* _Set exercise_
Reproduce verbatim the lines of the records below from the line with "Query: night sky" to the line with "(1244, 760)", including both of those lines.

[Records from a dataset]
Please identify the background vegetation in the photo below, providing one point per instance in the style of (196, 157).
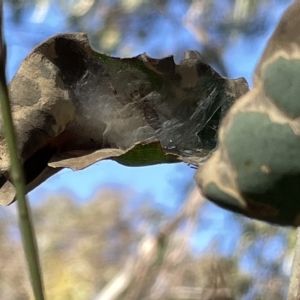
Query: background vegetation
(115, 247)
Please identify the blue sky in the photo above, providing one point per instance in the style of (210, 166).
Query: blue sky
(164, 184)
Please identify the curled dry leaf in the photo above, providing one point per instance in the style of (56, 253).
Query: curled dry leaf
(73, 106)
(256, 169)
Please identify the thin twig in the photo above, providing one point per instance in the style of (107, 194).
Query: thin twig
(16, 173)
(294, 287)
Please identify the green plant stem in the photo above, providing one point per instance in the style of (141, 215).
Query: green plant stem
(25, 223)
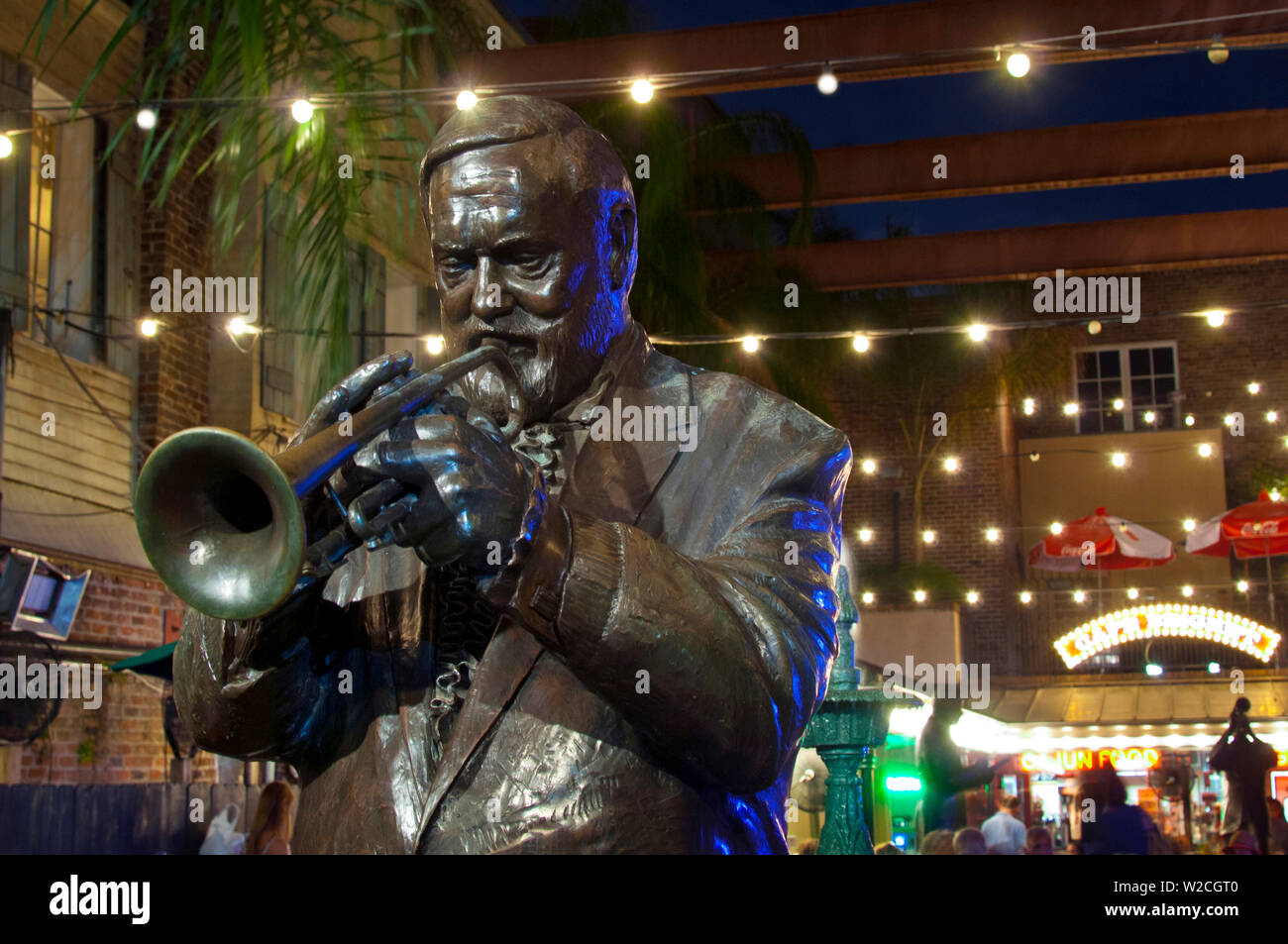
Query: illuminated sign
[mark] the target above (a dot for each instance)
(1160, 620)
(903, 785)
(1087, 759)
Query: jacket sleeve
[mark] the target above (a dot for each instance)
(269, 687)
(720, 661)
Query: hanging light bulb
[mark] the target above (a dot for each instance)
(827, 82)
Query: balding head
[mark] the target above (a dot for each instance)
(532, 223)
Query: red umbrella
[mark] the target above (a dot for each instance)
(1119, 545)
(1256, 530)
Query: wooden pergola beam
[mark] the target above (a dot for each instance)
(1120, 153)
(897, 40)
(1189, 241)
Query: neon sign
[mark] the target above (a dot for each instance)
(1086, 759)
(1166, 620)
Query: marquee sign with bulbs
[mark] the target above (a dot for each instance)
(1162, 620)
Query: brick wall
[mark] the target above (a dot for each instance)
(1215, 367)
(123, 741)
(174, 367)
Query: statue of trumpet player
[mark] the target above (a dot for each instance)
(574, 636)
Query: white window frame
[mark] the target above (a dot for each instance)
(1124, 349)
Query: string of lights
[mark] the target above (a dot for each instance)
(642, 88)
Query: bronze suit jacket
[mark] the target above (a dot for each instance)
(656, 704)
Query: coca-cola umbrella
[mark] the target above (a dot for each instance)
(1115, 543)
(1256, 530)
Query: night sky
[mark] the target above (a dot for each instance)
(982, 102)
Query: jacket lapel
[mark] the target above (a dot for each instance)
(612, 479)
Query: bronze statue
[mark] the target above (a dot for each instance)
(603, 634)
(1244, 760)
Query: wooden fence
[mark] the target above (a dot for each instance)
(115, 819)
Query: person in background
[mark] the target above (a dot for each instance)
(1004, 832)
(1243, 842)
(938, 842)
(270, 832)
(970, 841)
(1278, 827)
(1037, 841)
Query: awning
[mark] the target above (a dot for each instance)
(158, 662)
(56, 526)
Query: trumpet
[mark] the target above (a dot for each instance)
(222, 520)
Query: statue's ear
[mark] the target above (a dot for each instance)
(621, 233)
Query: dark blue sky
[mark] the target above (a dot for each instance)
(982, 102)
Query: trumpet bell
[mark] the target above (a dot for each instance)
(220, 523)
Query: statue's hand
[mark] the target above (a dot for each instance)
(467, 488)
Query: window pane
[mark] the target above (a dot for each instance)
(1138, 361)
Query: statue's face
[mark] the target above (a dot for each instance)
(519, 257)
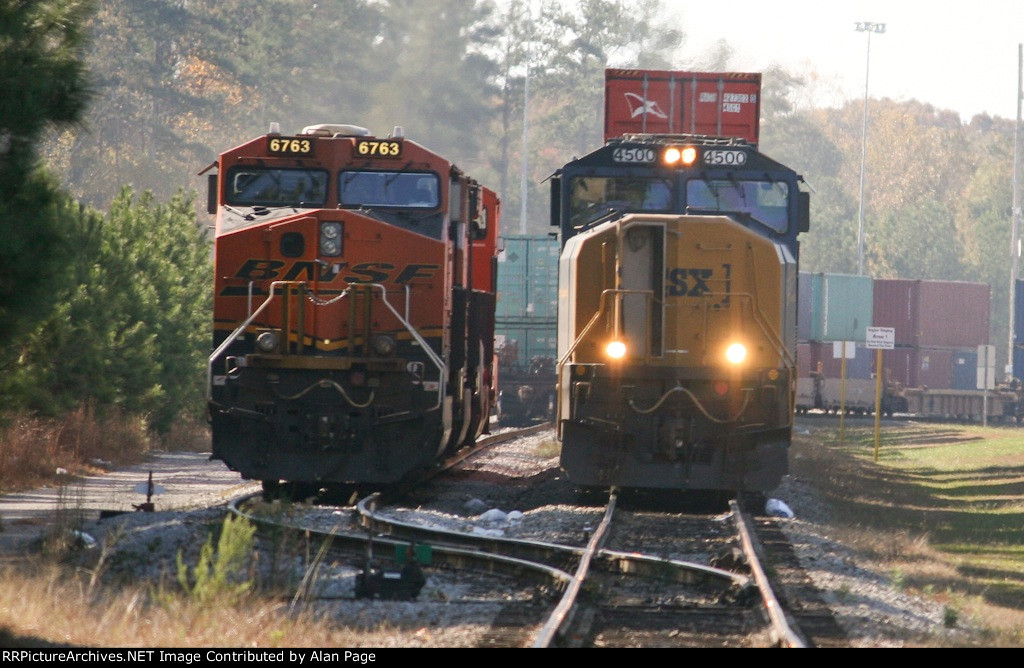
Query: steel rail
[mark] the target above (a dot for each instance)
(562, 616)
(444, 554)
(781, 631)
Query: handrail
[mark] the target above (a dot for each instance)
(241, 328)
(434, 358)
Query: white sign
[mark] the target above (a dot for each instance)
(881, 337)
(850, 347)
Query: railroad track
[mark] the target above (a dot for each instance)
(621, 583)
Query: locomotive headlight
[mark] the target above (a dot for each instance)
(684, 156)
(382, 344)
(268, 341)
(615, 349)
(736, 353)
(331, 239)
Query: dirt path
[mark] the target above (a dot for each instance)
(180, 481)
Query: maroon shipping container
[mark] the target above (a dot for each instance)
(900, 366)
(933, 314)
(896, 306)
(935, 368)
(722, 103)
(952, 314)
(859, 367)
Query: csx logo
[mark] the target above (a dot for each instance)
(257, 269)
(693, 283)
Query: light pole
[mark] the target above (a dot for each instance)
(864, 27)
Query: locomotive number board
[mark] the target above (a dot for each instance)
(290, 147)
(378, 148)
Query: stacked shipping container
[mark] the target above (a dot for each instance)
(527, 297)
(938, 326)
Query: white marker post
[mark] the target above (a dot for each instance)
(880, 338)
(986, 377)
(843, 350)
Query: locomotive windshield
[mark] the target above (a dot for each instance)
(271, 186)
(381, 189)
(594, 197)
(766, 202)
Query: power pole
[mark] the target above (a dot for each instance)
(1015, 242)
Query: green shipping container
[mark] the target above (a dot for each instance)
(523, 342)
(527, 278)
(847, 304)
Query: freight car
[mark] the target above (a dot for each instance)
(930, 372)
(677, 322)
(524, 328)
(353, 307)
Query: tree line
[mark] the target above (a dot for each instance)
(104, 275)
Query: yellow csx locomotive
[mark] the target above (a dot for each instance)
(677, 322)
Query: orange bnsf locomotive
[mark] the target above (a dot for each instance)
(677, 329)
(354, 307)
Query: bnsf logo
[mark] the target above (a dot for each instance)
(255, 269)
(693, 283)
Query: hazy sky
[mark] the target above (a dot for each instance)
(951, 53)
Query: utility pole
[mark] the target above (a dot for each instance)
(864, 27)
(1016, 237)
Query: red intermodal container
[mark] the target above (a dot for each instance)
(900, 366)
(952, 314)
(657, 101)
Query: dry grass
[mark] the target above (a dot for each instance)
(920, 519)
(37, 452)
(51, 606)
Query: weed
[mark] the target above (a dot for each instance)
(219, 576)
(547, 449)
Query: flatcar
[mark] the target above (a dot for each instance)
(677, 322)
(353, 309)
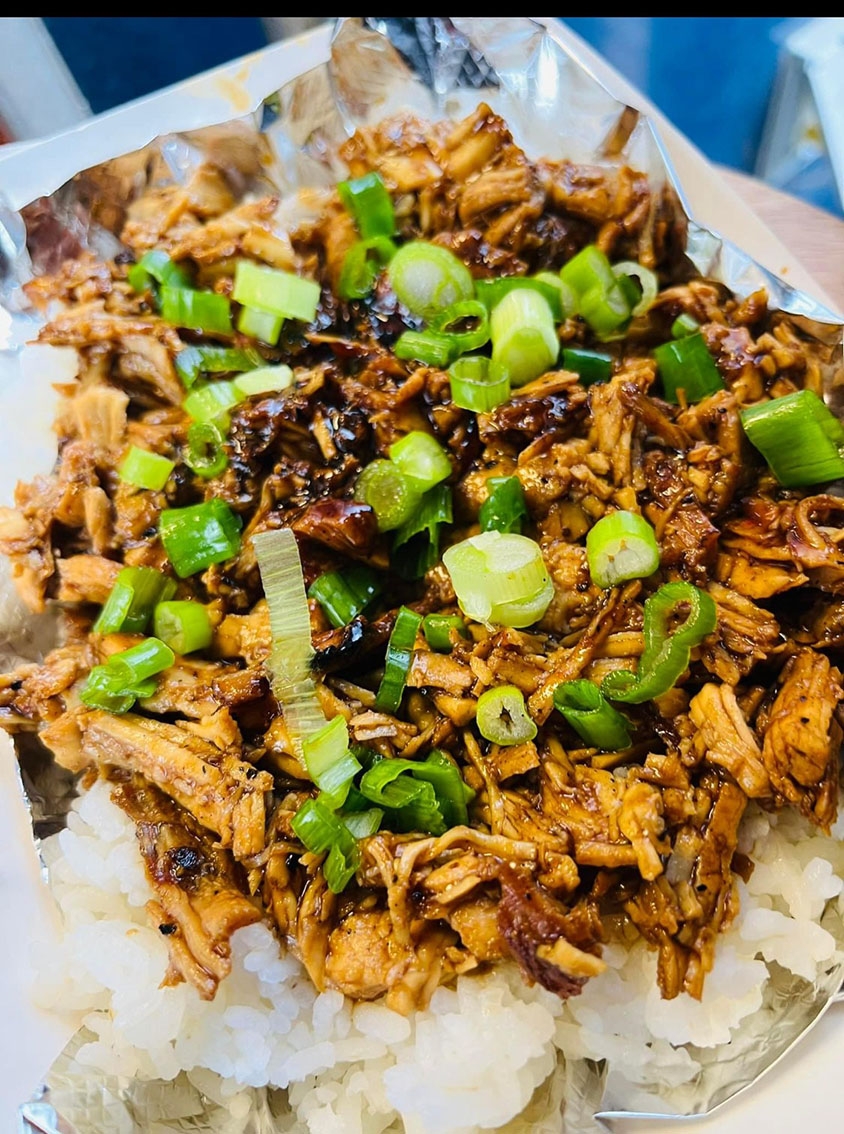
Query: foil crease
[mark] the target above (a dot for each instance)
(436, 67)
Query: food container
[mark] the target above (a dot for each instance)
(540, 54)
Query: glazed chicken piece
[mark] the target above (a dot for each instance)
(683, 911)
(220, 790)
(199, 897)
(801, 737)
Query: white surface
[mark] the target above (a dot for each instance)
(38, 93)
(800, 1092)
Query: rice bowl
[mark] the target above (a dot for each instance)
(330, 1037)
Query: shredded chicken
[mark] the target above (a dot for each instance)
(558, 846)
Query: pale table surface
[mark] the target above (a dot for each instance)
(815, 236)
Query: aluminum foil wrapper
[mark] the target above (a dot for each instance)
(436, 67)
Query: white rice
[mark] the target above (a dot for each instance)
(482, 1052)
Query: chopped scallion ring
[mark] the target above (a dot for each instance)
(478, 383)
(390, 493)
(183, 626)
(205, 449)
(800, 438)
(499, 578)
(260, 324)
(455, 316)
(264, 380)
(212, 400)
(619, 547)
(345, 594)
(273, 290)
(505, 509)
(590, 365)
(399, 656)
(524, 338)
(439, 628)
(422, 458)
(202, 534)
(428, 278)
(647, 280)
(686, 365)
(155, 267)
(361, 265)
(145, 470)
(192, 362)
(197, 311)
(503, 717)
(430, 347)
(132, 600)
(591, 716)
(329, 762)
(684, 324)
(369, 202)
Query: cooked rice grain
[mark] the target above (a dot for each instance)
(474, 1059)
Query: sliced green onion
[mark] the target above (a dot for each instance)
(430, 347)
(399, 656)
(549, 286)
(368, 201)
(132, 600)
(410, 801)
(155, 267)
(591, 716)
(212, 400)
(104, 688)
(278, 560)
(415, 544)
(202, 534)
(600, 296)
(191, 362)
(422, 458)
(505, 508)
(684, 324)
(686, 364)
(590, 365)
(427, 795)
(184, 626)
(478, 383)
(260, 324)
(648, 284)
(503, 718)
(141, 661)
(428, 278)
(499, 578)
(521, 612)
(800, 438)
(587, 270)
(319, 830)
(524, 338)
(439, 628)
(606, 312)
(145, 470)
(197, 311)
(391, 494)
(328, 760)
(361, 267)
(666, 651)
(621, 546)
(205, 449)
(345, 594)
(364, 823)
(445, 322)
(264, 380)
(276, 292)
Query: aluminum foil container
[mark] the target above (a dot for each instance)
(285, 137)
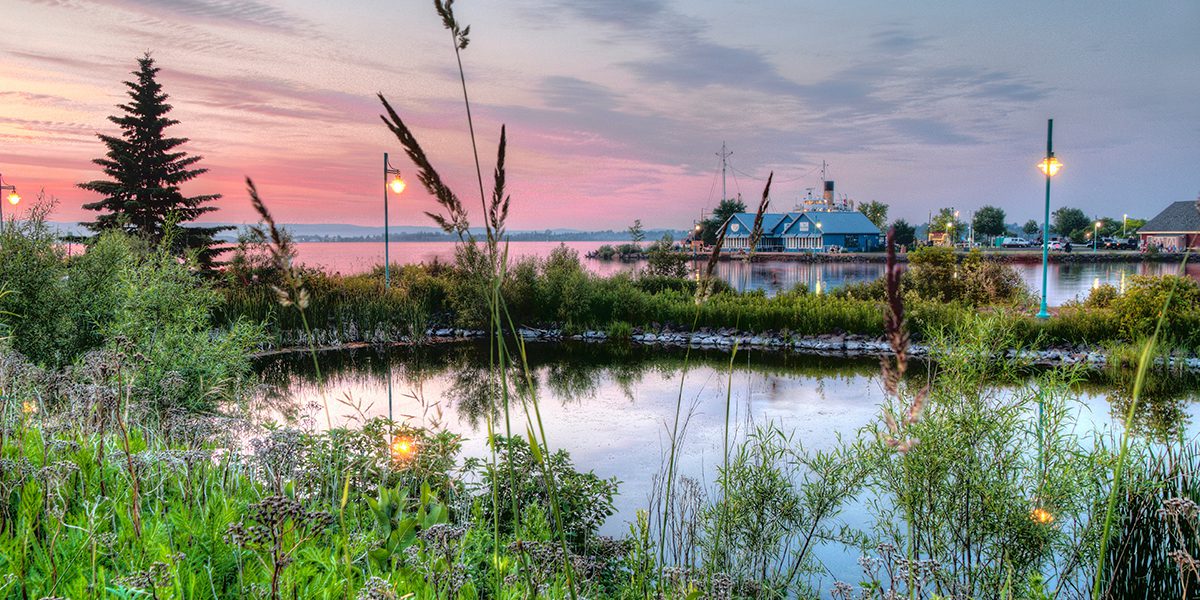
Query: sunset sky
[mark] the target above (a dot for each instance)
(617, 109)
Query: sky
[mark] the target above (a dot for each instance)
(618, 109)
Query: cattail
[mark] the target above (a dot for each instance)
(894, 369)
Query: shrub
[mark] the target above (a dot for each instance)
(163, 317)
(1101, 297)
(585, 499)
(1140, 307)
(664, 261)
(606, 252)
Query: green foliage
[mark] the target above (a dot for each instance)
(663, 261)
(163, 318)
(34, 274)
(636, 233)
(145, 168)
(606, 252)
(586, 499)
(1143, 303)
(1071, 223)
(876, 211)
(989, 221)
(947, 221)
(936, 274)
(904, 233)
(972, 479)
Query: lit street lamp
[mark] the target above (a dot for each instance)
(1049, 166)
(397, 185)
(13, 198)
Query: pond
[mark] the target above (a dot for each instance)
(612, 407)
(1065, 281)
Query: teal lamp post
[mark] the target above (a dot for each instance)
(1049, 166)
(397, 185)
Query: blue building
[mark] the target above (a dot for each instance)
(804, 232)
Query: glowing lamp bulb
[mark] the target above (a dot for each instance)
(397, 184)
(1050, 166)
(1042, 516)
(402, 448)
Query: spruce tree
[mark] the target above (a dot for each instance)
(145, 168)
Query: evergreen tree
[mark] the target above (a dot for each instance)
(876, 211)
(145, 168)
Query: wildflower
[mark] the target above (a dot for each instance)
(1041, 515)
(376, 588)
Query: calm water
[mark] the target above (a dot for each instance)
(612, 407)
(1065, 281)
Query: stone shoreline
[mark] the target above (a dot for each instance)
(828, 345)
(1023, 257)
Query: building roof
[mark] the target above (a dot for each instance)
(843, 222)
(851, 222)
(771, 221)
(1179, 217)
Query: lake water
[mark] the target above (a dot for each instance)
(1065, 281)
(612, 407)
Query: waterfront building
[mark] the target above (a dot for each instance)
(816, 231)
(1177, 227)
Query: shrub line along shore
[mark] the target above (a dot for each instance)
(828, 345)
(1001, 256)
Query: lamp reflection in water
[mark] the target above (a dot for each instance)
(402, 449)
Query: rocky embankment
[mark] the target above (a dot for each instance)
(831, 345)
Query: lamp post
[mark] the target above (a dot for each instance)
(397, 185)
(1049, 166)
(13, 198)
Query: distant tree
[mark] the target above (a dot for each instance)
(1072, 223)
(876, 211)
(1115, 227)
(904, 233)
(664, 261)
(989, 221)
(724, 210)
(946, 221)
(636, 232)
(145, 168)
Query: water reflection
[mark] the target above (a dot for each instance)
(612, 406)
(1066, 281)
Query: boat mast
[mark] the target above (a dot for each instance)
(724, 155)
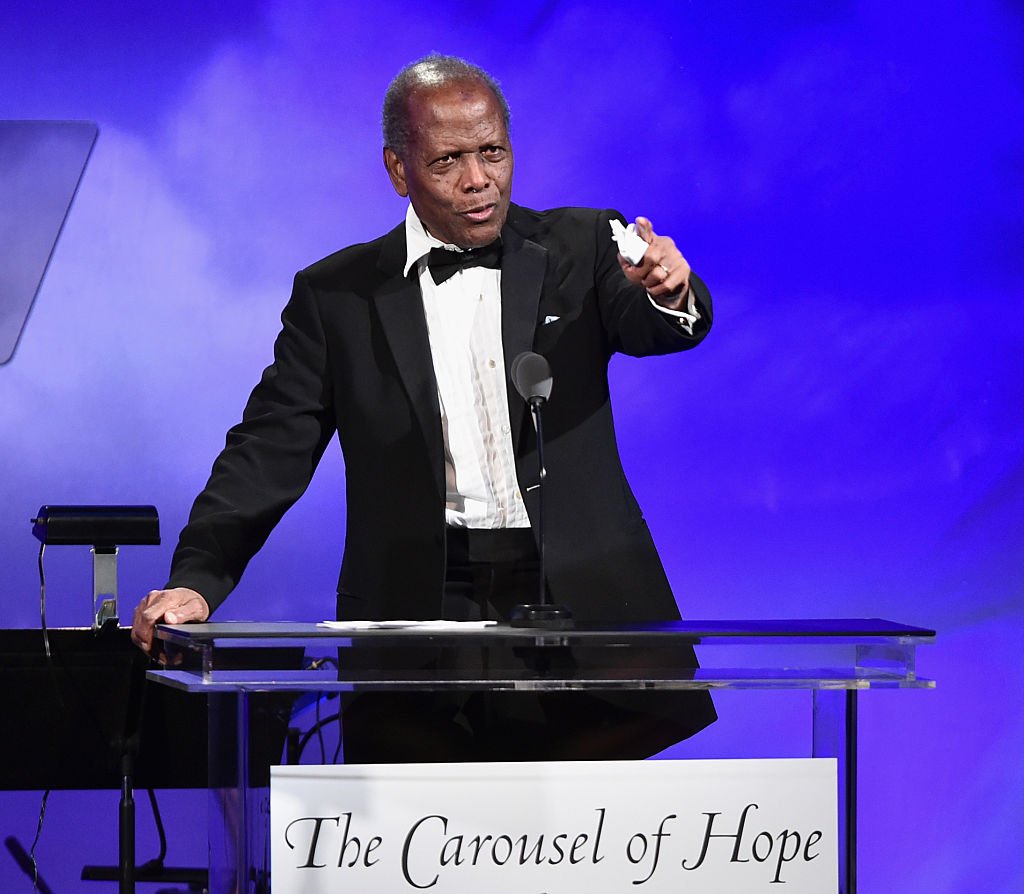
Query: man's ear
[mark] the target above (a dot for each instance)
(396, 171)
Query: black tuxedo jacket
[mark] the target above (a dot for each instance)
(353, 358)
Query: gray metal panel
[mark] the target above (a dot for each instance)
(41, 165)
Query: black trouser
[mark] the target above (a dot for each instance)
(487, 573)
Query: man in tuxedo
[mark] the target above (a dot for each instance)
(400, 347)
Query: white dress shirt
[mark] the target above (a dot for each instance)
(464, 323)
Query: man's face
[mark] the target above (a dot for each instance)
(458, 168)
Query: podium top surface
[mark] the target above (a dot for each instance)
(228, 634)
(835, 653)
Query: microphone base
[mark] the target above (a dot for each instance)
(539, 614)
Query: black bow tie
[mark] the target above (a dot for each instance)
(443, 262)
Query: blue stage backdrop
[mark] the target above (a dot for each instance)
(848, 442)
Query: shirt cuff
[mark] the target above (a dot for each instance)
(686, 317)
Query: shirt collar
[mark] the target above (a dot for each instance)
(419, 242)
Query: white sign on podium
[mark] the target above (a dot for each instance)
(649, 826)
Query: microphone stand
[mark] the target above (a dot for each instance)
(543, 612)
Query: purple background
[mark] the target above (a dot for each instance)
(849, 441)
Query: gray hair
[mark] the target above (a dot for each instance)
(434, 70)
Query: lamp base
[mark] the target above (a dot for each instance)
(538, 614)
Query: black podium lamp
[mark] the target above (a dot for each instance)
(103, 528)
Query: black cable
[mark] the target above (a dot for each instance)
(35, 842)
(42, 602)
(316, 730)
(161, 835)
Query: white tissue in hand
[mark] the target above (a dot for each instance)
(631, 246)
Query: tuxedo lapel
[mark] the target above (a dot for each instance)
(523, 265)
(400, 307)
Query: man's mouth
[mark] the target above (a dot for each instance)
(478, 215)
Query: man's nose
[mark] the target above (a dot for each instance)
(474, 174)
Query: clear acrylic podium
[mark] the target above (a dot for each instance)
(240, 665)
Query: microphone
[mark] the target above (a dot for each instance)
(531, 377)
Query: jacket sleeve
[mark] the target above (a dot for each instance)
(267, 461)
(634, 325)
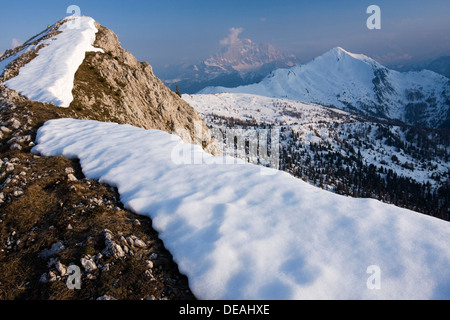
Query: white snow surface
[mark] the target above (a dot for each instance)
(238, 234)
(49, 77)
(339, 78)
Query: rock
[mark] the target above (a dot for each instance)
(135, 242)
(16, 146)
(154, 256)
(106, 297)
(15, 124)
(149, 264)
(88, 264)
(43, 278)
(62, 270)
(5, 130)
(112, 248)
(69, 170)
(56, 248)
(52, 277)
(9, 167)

* _Output for this exercise_
Query: night sky
[mark] the target above (a dot for each instance)
(982, 102)
Query: jacket lapel
[mark] the target above (a dot for each instance)
(612, 479)
Query: bronze statue
[mark] the target above (a dot for each instance)
(603, 634)
(1244, 760)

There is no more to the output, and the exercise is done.